Given request a: Using the texture gamma discussion below, decide whether each statement agrees with it. Answer yes or no for each, and quote the deciding words. (i) The sRGB gamma is 2.2. (ii) Artwork designs usually arrive in RGB Photoshop format. (iii) The mask for the unprinted area is made in Photoshop.

Mayby it would be nice to have some hidden "expert mode" to use that again ? then new users would have it's safe automat, but people who knows what they are doing could have some fun.

for this day looks like fastest way is batchprocess all 1.0 gamma color textures to 2.2 (I don't know if this conversion is datalost (corrupt color information with 1.0-2.2-1.0 conversion) or completely reversable.
By dmeyer
#354067
tom wrote:Gamma is hard-tied to input color space and currently it's sRGB. As you know sRGB gamma is 2.2 so, that's why it assumes all given textures in this color space. If you give more details about your workflow then I can shed more light maybe.
For sake of this post, assume I am not at all referring to surface textures such as bump, disp, etc as those appear to be not affected by the inverse 2.2 adjustment.


For product or package visualization we will often get many variations of artwork designs in CMYK Illustrator format, with of course "white" as the negative space.

When these are rasterized to RGB you end up with an uncalibrated "linear" image but that includes white as the "not printed area."

We will then create a mask for this unprinted area using Photoshop - so we do not have the negative space "white" reflecting energy in the scene.

The MXM is then created with several layers. The printed "media" layer (box, shirt, paper, whatever) and then the artwork on top decal style.

Top Layer (masked with clip map from white space in artwork file)

Excerpts from a pointing dataset:
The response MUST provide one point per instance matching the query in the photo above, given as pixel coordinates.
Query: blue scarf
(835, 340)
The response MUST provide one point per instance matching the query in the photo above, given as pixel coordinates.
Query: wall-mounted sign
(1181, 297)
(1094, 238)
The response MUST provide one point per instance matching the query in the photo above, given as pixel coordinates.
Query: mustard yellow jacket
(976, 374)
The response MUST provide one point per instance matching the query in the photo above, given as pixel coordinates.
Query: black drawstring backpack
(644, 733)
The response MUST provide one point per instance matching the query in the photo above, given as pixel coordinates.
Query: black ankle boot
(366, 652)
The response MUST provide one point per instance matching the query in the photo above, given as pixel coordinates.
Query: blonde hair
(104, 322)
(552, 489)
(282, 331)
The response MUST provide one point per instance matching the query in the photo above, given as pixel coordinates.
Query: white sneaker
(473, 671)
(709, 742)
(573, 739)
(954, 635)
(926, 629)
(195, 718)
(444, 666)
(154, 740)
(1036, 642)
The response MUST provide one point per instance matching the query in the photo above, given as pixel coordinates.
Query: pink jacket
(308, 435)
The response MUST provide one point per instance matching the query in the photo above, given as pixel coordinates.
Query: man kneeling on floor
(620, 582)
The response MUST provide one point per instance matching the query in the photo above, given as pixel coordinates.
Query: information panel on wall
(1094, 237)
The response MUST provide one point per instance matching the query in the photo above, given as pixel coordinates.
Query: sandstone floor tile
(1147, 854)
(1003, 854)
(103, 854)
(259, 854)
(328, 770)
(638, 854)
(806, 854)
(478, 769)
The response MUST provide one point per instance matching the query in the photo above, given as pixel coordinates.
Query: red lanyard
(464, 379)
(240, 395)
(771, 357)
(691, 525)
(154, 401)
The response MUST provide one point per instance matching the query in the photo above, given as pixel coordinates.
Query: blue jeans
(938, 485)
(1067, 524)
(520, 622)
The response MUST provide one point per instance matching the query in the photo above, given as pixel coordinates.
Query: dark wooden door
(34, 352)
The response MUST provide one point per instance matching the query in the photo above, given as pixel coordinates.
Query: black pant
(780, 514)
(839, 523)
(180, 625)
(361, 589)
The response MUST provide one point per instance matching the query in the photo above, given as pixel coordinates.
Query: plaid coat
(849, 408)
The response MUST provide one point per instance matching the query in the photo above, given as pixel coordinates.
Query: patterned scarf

Given request b: Extract the rows word for word, from their first line through the line that contains "(1094, 238)", with both ends included.

Expected output a:
(i) Yes: "As you know sRGB gamma is 2.2"
(ii) No: "in CMYK Illustrator format"
(iii) Yes: "We will then create a mask for this unprinted area using Photoshop"

Expected output b:
The response MUST provide one point per instance matching the query in the photo above, given as pixel coordinates.
Query: blue scarf
(835, 340)
The response MUST provide one point per instance matching the query in the photo above, given as pixel coordinates.
Query: wall-mounted sign
(1181, 297)
(1094, 238)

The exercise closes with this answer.